Druck aus dem Text über Esskultur alles von „Sehe ich beispielsweise“ bis hinunter zu „und viele mehr.“ wortgetreu ab.

* [TEXT ZUM LESEN]:
------------------------------------

Im Buch ist das zu erfahren, auf welchem hohem Niveau die Esskultur sich schon vor dem ersten Weltkrieg befand. Zwei Kriege und der Zeitgeistgötze, der sich Rationalisierung nennt, haben viele sensorische Empfindungen ums Essen herum vernichtet.
Sehe ich beispielsweise eine weiß gestärktes Tischtuch und eine weiße Serviette auf dem Tisch liegen erweckt das in mir Hochgefühle, Erinnerung an die Kindheit. Meine Gedanken vertiefen sich zu Besuchen im kulinarischen Frankreich, das mit den 1970-Jahren begann. Paul Bocuse, Leon de Lyon, Roger Vergé, Jean Claude Vrinat vom Taillevent, Leon de Lyon, Madame Point in Vienne, Louis Outhier, Alain Chapel, Claude Terrail vom Tour d’Argent, Paul Haeberlin, Raymond Thulliers in seiner Ousteu de Beaumanière in Les Baux Marc Menau in Vezeley, Bernard Loiseau in Saulieu, die Troisgrosbrüder in Roanne und den heute noch kochenden Bernard Pacaud, 1974 war das Maxims in Paris noch ein Großereignis, oder heute die Unternehmungen von Alain Ducasse, Etoile, das Restaurant Epicure im Pariser Bristol, heute immer noch über Allem, Michel Guérard in Eugénie les Bains, und viele mehr.
Das waren übrigens alles meine Lehrmeister. Diese Besuche haben viel Geld gekostet, letztlich waren sie aber billiger als eine Universität, oder jährlicher Skiurlaub. Und ohne diese Visiten wäre ich heute nicht der, der ich bin. Hatte ich als junger Koch die Grundlagen der Kocherei intus, ging es nur noch darum, bei Tisch Erfahrung zu sammeln. Hatte ich bei einem Meister mal einen getrüffelten Schweinsfuß oder sonst eine Köstlichkeit genossen, wusste ich wo der Hammer hängt. Unsere Bouillabaisse, die wir momentan auf der Karte haben, kann heute nur so gekocht werden, weil ich an der Côte d‘ Azur die zwei besten Bouillabaisseküchen erleben konnte. Wer so etwas nach Rezept kocht und es nicht in Vollendung je selbst gegessen hat, tappt letztlich im Dunkeln.

------------------------------------

Gespeicherte Dateneinträge:
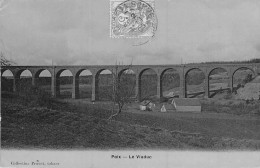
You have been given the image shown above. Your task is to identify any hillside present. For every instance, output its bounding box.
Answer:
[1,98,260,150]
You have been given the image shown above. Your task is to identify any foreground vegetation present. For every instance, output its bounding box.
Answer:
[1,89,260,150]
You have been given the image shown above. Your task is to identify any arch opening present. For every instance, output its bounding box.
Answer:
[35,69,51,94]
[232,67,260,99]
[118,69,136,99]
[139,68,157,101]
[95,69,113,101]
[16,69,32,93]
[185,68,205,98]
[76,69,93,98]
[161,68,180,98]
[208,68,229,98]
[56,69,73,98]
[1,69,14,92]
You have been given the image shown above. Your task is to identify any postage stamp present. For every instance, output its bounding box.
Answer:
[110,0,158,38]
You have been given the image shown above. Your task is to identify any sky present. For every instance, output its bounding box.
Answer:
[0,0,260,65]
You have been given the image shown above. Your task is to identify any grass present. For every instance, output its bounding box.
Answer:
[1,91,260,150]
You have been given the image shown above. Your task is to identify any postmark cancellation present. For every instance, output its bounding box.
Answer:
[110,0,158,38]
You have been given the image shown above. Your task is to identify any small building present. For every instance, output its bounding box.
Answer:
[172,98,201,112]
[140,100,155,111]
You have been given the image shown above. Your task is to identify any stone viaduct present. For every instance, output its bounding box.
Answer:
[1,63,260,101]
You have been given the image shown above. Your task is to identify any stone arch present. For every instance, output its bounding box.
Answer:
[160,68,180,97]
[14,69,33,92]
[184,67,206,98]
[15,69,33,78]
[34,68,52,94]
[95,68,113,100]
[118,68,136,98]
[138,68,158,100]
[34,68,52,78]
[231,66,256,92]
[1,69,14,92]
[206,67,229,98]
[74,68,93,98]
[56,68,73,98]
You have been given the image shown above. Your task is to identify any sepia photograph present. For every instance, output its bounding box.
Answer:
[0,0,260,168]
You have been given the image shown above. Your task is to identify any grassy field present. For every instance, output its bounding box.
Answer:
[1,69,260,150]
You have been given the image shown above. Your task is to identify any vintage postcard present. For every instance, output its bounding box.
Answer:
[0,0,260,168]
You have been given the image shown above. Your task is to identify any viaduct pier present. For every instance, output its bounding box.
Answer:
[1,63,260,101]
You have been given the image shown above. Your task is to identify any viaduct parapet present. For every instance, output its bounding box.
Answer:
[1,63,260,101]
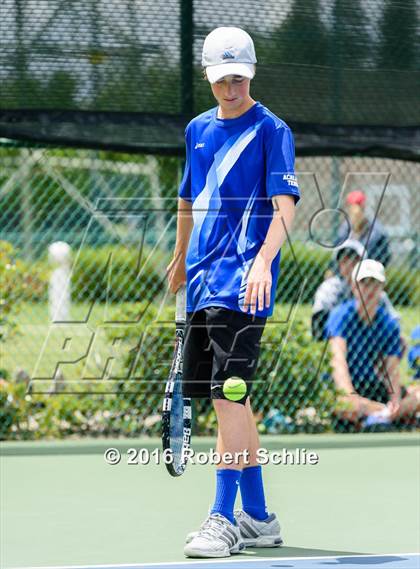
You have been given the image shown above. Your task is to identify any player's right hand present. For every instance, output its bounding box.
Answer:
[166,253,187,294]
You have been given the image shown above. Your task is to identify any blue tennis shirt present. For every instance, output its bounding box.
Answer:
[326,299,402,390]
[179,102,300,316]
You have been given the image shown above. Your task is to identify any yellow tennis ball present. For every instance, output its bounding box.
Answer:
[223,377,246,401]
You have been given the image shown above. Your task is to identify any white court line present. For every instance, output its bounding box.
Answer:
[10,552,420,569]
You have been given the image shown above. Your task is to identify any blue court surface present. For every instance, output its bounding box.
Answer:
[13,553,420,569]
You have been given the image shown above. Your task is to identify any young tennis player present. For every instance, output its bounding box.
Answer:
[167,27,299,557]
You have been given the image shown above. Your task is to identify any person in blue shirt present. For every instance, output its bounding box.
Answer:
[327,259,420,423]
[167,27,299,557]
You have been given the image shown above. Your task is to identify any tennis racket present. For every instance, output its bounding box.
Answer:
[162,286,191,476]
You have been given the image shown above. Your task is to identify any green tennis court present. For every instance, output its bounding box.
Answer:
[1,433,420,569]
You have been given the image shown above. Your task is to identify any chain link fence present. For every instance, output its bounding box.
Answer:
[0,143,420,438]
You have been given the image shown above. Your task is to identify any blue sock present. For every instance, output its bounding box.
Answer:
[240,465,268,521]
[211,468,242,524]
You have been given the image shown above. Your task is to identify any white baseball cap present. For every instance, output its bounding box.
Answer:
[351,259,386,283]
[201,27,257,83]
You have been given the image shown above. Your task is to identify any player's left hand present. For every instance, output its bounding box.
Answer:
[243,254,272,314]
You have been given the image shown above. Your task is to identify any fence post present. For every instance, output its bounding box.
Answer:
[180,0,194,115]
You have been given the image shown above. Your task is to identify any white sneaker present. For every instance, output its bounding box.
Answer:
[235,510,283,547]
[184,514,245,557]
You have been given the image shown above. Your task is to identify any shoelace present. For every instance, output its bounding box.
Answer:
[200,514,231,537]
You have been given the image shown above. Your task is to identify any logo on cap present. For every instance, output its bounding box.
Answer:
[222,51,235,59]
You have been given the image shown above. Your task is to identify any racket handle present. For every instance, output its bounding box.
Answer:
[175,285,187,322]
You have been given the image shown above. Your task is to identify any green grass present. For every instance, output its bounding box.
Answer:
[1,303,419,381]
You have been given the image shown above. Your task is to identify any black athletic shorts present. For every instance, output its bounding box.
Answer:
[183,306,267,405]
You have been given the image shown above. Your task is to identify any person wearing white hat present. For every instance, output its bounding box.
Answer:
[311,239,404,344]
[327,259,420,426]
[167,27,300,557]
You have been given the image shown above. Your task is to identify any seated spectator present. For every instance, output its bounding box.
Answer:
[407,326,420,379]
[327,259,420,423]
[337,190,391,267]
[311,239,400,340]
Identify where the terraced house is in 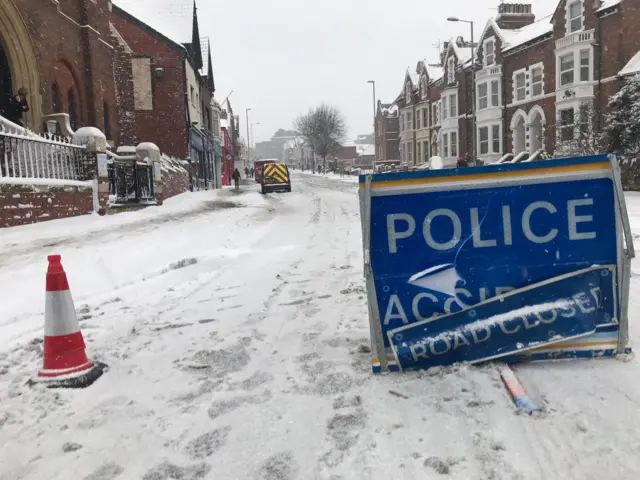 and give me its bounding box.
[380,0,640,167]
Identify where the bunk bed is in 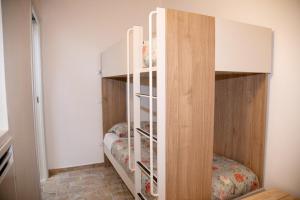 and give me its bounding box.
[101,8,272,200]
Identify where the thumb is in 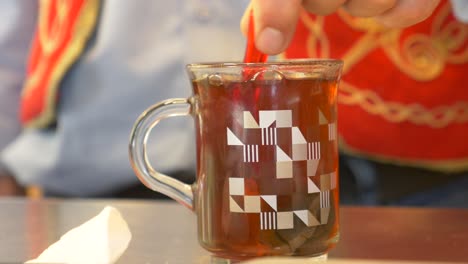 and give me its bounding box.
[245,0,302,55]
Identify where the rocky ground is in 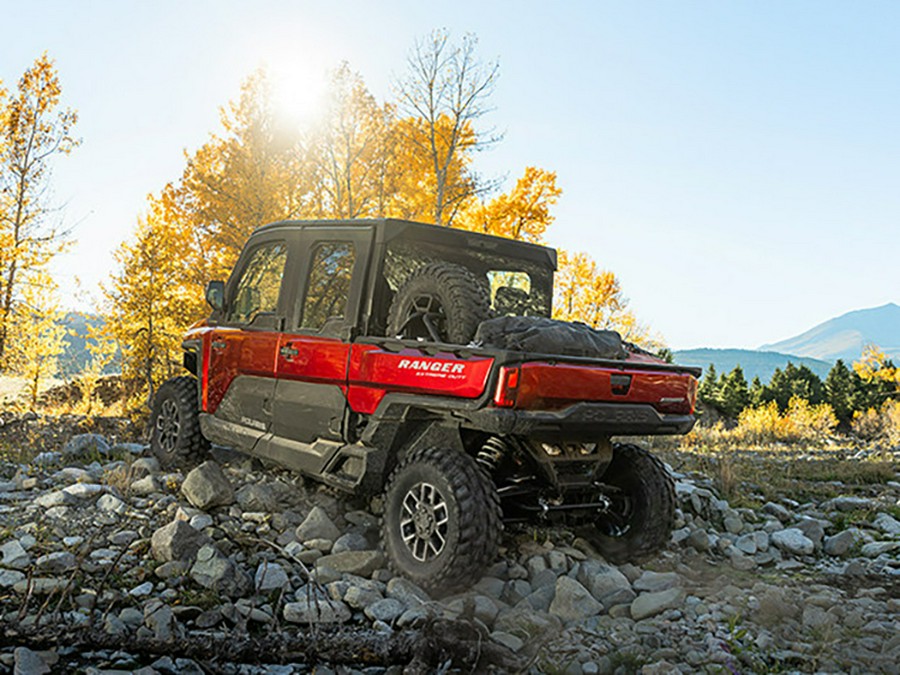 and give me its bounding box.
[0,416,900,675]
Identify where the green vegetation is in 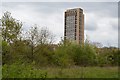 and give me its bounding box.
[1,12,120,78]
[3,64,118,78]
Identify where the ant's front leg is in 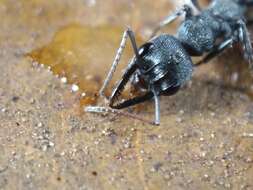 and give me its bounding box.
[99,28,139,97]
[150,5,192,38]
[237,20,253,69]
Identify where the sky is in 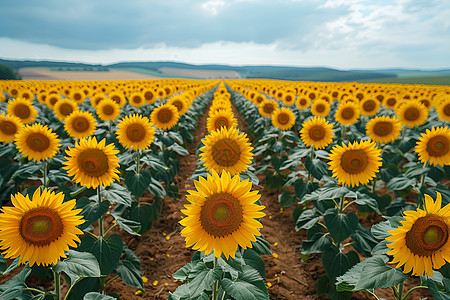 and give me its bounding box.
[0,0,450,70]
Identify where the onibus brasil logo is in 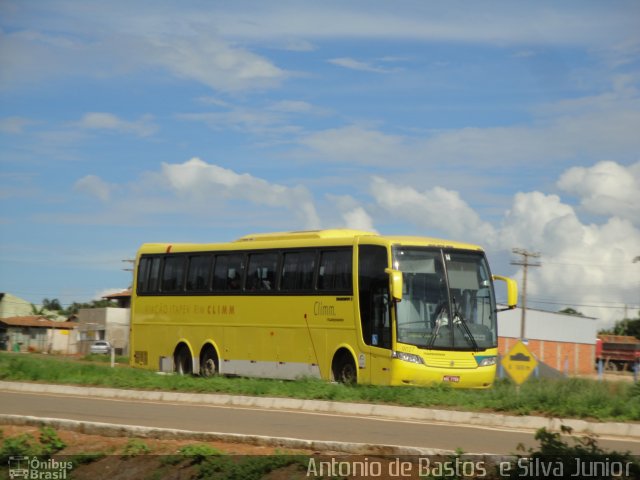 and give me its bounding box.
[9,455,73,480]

------------------------------------

* [LÖSUNG]:
Sehe ich beispielsweise eine weiß gestärktes Tischtuch und eine weiße Serviette auf dem Tisch liegen erweckt das in mir Hochgefühle, Erinnerung an die Kindheit. Meine Gedanken vertiefen sich zu Besuchen im kulinarischen Frankreich, das mit den 1970-Jahren begann. Paul Bocuse, Leon de Lyon, Roger Vergé, Jean Claude Vrinat vom Taillevent, Leon de Lyon, Madame Point in Vienne, Louis Outhier, Alain Chapel, Claude Terrail vom Tour d’Argent, Paul Haeberlin, Raymond Thulliers in seiner Ousteu de Beaumanière in Les Baux Marc Menau in Vezeley, Bernard Loiseau in Saulieu, die Troisgrosbrüder in Roanne und den heute noch kochenden Bernard Pacaud, 1974 war das Maxims in Paris noch ein Großereignis, oder heute die Unternehmungen von Alain Ducasse, Etoile, das Restaurant Epicure im Pariser Bristol, heute immer noch über Allem, Michel Guérard in Eugénie les Bains, und viele mehr.